Once you reach the line holding "of the pickup", write out that line and every later one exactly, ending with the last line of the data; write nothing else.

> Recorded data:
------------------------------------

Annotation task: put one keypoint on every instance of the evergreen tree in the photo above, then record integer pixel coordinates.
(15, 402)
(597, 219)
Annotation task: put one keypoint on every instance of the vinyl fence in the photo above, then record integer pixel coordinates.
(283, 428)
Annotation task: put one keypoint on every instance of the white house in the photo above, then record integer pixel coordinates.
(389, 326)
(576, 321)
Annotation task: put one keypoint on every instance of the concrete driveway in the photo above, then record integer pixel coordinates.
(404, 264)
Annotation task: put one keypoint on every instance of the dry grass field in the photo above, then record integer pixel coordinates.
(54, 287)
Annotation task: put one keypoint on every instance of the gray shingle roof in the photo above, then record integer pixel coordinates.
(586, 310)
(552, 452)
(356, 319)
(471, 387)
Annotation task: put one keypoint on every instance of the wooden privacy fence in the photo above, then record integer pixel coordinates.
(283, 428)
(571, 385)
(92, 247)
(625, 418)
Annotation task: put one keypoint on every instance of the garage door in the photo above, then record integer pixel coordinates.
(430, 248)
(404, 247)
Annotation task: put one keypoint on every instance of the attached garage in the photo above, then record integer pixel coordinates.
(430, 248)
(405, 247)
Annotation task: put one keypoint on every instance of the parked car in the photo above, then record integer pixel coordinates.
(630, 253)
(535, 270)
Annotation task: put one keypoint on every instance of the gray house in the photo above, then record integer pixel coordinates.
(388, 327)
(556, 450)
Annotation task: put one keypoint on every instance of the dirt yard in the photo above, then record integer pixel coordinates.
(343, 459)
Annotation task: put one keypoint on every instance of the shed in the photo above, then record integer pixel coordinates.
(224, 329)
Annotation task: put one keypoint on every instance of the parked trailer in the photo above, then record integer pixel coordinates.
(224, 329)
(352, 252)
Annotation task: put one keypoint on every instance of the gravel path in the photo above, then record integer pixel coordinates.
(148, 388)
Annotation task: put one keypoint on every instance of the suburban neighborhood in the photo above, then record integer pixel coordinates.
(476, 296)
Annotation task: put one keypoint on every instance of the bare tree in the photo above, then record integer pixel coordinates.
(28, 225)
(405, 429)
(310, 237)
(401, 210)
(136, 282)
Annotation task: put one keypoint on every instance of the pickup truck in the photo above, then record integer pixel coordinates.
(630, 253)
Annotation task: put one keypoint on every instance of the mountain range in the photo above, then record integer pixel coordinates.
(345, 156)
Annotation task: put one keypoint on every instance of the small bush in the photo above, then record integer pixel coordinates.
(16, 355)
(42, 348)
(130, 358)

------------------------------------

> FINISHED EXERCISE:
Annotation task: put one keypoint on every instance of the pickup truck in the photo above, then record integer pixel coordinates.
(630, 253)
Annotation task: put one keypoint on every instance of the mountain range in the photo above, then record integer pixel coordinates.
(345, 156)
Annotation task: put one keypoint on every instance of the small bush in the photo above, then record integer pixel coordinates.
(16, 355)
(42, 348)
(130, 358)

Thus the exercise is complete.